BEGIN Supplied data

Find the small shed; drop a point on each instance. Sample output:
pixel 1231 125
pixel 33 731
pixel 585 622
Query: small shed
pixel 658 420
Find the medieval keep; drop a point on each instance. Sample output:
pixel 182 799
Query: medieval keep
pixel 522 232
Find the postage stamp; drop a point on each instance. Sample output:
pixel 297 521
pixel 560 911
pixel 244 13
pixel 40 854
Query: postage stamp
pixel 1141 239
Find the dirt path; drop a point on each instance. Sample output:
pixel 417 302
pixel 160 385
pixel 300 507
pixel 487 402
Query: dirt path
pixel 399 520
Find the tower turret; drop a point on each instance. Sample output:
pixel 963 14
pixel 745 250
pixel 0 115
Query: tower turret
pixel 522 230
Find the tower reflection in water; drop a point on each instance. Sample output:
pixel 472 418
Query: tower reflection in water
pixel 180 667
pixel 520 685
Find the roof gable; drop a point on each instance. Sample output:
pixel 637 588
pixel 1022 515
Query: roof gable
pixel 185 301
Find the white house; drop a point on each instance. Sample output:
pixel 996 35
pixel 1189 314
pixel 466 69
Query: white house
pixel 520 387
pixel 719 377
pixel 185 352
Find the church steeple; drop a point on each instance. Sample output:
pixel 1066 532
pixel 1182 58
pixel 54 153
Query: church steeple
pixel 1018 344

END Supplied data

= The exercise =
Reproduce the material above word for word, keeping every line intact and in its original order.

= Solution to this problem =
Find the small shed; drop a point on each instance. Sample output:
pixel 1231 125
pixel 33 731
pixel 585 622
Query: small shed
pixel 658 420
Find the medieval keep; drop a point on each instance. Sample output:
pixel 182 799
Query: medieval keep
pixel 522 232
Find the postage stamp; drop a point on each instance. Sample output:
pixel 297 521
pixel 560 911
pixel 244 13
pixel 40 854
Query: postage stamp
pixel 1141 239
Find the dirt path; drop a point on each instance. Sample output:
pixel 417 302
pixel 160 385
pixel 300 507
pixel 487 402
Query: dirt path
pixel 399 520
Find the tower turret; drop a point on each instance. Sample output:
pixel 963 14
pixel 745 250
pixel 0 115
Query: tower turret
pixel 522 230
Find the tower reflection in water; drop a point on each instance. Sample output:
pixel 472 418
Query: tower reflection in water
pixel 180 667
pixel 520 685
Find the roof gable; drop a point on each instance. Sample output:
pixel 637 588
pixel 1022 515
Query: roof gable
pixel 185 301
Find the white house; drop a point on each instance. Sample output:
pixel 996 35
pixel 1189 314
pixel 466 69
Query: white house
pixel 520 387
pixel 719 377
pixel 185 352
Find the church steeple; drop a point on each instance. Sample output:
pixel 1066 532
pixel 1182 58
pixel 54 153
Query: church steeple
pixel 1018 344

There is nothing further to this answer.